◆ Action item
Return the count of lines in the records that include the string "curb", and nothing besides it.

◆ Point-per-instance localization data
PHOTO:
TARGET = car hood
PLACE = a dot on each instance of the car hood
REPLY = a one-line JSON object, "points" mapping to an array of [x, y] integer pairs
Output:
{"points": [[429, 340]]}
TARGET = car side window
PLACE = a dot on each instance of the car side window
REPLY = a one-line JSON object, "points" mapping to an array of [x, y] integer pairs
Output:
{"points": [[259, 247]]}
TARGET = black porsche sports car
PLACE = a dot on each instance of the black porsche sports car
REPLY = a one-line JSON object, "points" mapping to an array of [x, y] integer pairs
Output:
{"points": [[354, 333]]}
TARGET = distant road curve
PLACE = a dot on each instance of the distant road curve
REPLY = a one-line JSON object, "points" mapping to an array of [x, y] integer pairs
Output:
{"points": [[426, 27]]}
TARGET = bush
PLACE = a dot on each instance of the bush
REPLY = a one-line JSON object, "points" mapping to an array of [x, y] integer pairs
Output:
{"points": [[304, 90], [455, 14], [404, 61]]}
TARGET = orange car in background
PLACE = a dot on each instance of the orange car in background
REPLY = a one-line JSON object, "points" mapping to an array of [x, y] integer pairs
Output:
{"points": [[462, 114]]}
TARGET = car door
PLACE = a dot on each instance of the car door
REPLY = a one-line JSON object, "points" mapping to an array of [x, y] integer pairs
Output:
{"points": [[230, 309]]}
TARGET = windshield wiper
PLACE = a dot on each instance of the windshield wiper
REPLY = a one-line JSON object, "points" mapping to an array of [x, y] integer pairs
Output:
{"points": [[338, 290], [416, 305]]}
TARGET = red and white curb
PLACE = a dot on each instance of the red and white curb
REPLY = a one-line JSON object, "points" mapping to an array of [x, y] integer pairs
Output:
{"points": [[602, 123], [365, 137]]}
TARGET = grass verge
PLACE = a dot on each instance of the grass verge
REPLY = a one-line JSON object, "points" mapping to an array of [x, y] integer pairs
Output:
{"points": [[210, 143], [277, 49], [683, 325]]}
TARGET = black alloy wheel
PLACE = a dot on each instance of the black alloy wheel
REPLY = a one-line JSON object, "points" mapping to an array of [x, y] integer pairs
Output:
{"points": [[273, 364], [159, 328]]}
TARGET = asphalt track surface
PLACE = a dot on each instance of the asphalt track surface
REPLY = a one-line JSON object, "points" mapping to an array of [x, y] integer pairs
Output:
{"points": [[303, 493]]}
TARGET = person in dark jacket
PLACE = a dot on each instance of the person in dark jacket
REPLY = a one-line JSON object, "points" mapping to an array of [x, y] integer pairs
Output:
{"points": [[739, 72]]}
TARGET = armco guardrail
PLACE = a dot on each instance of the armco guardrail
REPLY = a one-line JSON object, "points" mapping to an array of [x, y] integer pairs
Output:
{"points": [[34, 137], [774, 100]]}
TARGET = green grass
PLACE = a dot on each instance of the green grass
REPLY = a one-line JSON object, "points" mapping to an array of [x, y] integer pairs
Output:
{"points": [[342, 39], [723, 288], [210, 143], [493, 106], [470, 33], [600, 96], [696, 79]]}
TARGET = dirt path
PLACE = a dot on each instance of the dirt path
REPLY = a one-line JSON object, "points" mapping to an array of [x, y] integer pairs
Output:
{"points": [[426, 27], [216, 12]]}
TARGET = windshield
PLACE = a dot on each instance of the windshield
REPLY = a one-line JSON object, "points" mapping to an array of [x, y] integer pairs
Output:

◆ Written answer
2